++++ Extract to read ++++

Ballbreakers is an American pocket billiards game show that began on the Game Show Network on July 18, 2005. The hosts were Sal Masekela, Ewa Mataya Laurance, and Adrianne Curry. GSN cancelled the show in 2006.

Play
The show featured four people who first auditioned for the show in both categories of personality and pool skill. The four contestants then played games of nine ball against one another for bets. At the beginning of the show, each contestant was given $5,000 for use in betting.

First round
During warm-ups, a player was selected for control of the table. He decided whom to play against for the first game. The minimum bet in the first round was $1,000 per game. The first round continued until all players had played at least once, at which point the two players with the least money were pitted against one another in an elimination round.

Side betting
Any player with money was allowed to place a side bet on the current game (even one of the competing players). Anything could be bet on; for example, which contestant would win, whether a particular ball would be made or missed, or whether one player would "run out the table." All side bets were in $500 increments, but the bettor was required to find a taker for a bet to be official.

Elimination round
The two players with the smallest bankrolls at the end of a round were forced to play one game to survive. Whoever had the smaller bankroll was of necessity all-in, and the opponent put in an equal amount. The winner of the game survived to move on to the next round, and collected winnings as usual. If the "all-in" player moved on, that meant leftover money was in contention. The winner of the "Table Control" game collected all of this contended money.

++++

• [Prompt]
Continue the article on the Ballbreakers pool game show above, picking up right after its last sentence.

++++ Data supplied ++++

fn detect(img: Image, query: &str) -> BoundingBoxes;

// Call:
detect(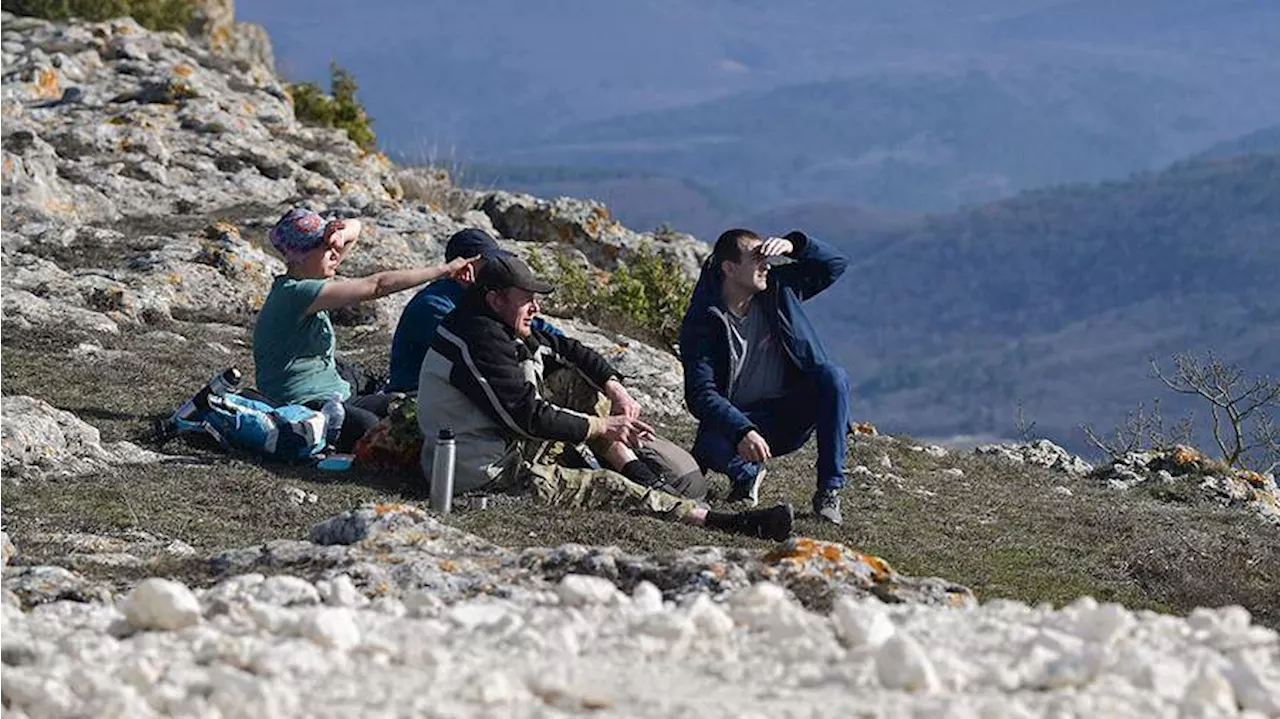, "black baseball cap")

++++
++++ Data supplied ++++

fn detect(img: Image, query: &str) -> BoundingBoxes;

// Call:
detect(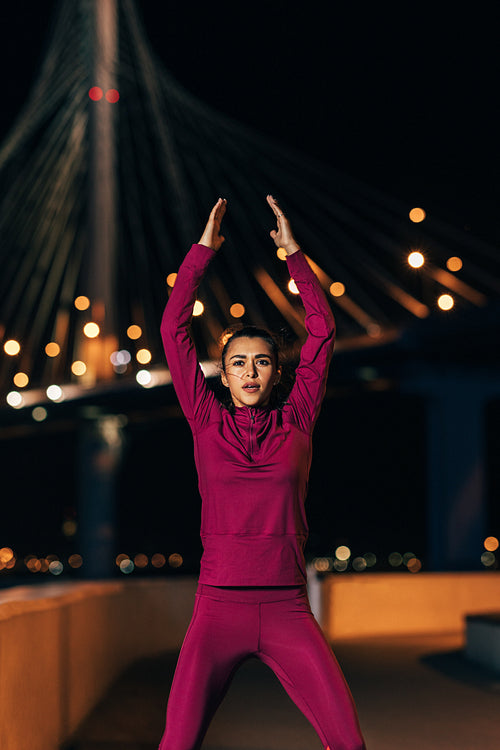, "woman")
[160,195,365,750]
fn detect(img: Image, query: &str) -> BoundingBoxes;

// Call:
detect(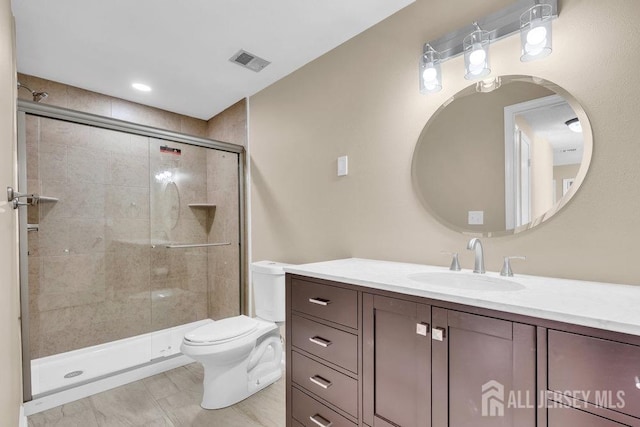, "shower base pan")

++++
++++ Data supplied ++++

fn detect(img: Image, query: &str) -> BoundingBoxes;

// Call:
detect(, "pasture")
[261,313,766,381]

++++

• [Response to this task]
Second round
In round two, minimum bets were $2,000, and the challenged player could not back down. The challenged player could either accept the stakes or raise. Side bets were still bottomed at $500, and the winner of the first game played against the other player in the round. In addition, failing to make a ball on the break gave the opponent ball-in-hand. After two games, the two low scorers played in the Elimination game as in round one.

Final round
In the final round, the two remaining players played for all of the money. In this round, missing any shot gave the opponent ball-in-hand. The first three games were 'all-in' affairs; if the player with more money could win any of them, the show was over and the $20,000 won. If the round went three games with no player having all $20,000, the fourth game was played for all of the cash, regardless of each player's bankroll at that time.

Celebrity shows
For celebrity shows the rules were altered, in round 1, each player automatically risked $1,000 and no higher during games, side bets were limited to $500. In round 2, players risked $2,000 for each game. In the final round consisted of three sudden death games, with the player in 4th facing 3rd, the winner playing the person in 2nd, the winner of that playing against the player in first, the winner received $20,000 for their charity, the others received $10,000 for their charities, all four celebrities also received a Brunswick pool table for themselves.

Two celebrity shows were broadcast.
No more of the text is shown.